| Trecho do documento |
____

Somadas as idades, ultrapassam 300 anos. São viúvas, separadas, solteiras. O que têm em comum? O desejo de passear, ver coisas belas e trocar experiências. Todas têm história de cuidados com a família. São, também, mães, esposas, filhas. Família é o elo que as une. Cresceram juntas, com históricos semelhantes. Vidas de serviço, paciência, abnegação.

“A”, “G”, “Z” e “C” unem-se em razão do respeito às que as precedem. Mulheres com histórias sofridas, tolhidas em suas liberdades, pensamentos, desejos, anseios.

“A” deu voz a seus anseios, perseguiu seus sonhos, ganhou a liberdade, lutou por ela, descortinou o mundo, leu, aprendeu, investiu. Fala de namoricos e flertes – forma de transgredir o caminho retilíneo das “marcadas como mulher”. Apenas um sopro, mas faz muito vento, mais que as outras.

“G” viveu para o trabalho, marido e filhos. Carrega o troféu da honra da mulher honesta. Mulher de espírito forte, lúcida, cuja única transgressão é ter uma irmã falante, irreverente, feliz. Agora, aos 87 anos, dedica-se à horta, a casa, aos gatos e cachorros – companhias que lhe nutrem. Não se sente só!

____

| Registros armazenados |

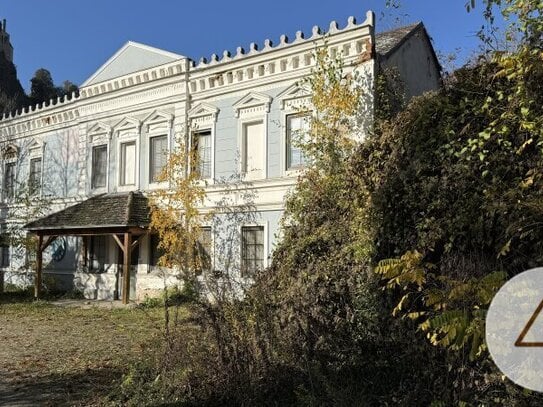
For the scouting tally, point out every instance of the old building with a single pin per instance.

____

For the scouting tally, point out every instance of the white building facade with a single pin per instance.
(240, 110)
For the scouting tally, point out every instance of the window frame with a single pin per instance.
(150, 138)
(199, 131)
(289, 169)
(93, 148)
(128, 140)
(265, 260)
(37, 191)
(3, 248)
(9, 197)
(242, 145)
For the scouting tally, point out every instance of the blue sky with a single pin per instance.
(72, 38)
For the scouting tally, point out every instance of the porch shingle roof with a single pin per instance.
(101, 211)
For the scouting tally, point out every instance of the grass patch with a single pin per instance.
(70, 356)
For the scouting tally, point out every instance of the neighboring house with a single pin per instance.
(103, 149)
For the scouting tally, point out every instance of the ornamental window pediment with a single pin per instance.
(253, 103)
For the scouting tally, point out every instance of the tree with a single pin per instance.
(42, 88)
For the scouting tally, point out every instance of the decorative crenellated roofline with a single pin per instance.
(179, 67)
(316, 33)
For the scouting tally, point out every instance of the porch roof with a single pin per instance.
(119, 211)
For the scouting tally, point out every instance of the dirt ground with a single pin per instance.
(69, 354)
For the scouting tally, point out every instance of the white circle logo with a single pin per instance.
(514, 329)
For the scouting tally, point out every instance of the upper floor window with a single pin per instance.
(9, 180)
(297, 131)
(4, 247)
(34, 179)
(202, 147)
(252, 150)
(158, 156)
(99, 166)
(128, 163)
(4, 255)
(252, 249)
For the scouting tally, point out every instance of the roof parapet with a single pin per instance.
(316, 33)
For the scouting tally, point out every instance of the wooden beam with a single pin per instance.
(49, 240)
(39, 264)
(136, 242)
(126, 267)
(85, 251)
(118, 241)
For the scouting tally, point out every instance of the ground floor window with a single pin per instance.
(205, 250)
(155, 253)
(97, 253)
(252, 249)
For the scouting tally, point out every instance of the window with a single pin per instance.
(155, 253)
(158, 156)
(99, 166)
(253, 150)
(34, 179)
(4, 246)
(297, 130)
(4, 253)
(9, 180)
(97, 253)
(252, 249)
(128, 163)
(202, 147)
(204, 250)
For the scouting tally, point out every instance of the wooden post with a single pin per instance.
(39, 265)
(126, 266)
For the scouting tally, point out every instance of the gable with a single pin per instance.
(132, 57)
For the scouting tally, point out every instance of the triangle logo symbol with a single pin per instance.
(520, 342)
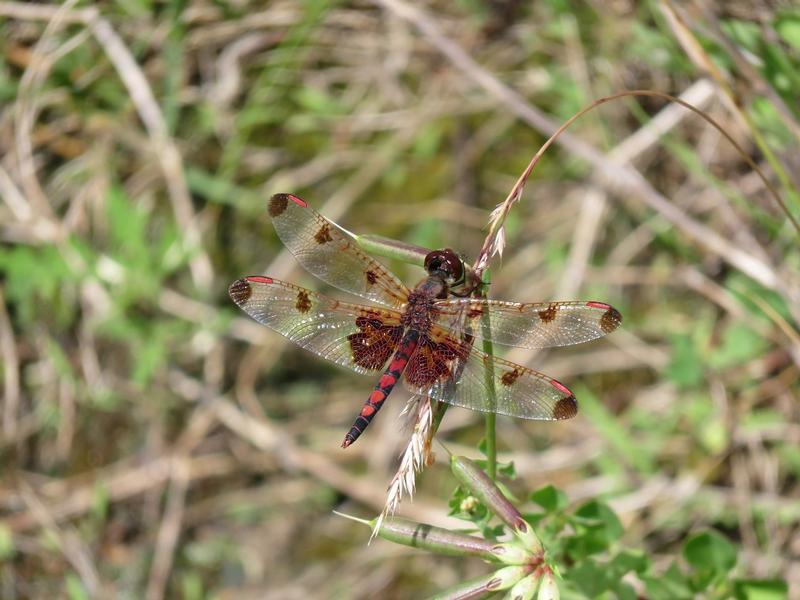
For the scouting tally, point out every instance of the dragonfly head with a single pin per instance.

____

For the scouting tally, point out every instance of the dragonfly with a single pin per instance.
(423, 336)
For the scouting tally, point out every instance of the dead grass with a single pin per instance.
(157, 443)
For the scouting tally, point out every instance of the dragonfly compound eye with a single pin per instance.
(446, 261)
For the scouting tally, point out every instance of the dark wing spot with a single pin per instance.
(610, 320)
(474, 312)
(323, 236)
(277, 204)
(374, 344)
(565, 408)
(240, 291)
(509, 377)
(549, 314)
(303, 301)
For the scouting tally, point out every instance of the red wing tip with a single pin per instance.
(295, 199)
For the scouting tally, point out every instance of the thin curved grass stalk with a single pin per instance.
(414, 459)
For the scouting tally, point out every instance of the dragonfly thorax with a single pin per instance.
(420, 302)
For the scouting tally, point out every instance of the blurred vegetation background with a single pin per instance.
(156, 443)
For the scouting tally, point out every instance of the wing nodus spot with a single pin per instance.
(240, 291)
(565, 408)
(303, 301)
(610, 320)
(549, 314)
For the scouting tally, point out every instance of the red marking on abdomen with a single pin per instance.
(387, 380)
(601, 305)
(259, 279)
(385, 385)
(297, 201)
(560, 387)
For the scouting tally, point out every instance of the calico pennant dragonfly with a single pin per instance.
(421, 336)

____

| Requisitos |
(A) Responda com base no trecho sobre as quatro mulheres:
(i) Somadas as idades delas, quanto se ultrapassa?
(ii) Segundo o trecho, qual é o elo que as une?
(iii) Que idade "G" tem agora?
(B) Formate como lista numerada os registros da sequência que vai da linha que contém "post with a single pin per instance." até a linha que contém "head with a single pin per instance.", incluindo ambas. Deixe de fora as linhas em branco e as imagens.

| Lista de soluções |
(A)
(i) Ultrapassam 300 anos.
(ii) A família.
(iii) 87 anos.

(B)
1. For the scouting tally, point out every instance of the wooden post with a single pin per instance.
2. (39, 265)
3. (126, 266)
4. For the scouting tally, point out every instance of the gable with a single pin per instance.
5. (132, 57)
6. For the scouting tally, point out every instance of the triangle logo symbol with a single pin per instance.
7. (520, 342)
8. For the scouting tally, point out every instance of the dragonfly head with a single pin per instance.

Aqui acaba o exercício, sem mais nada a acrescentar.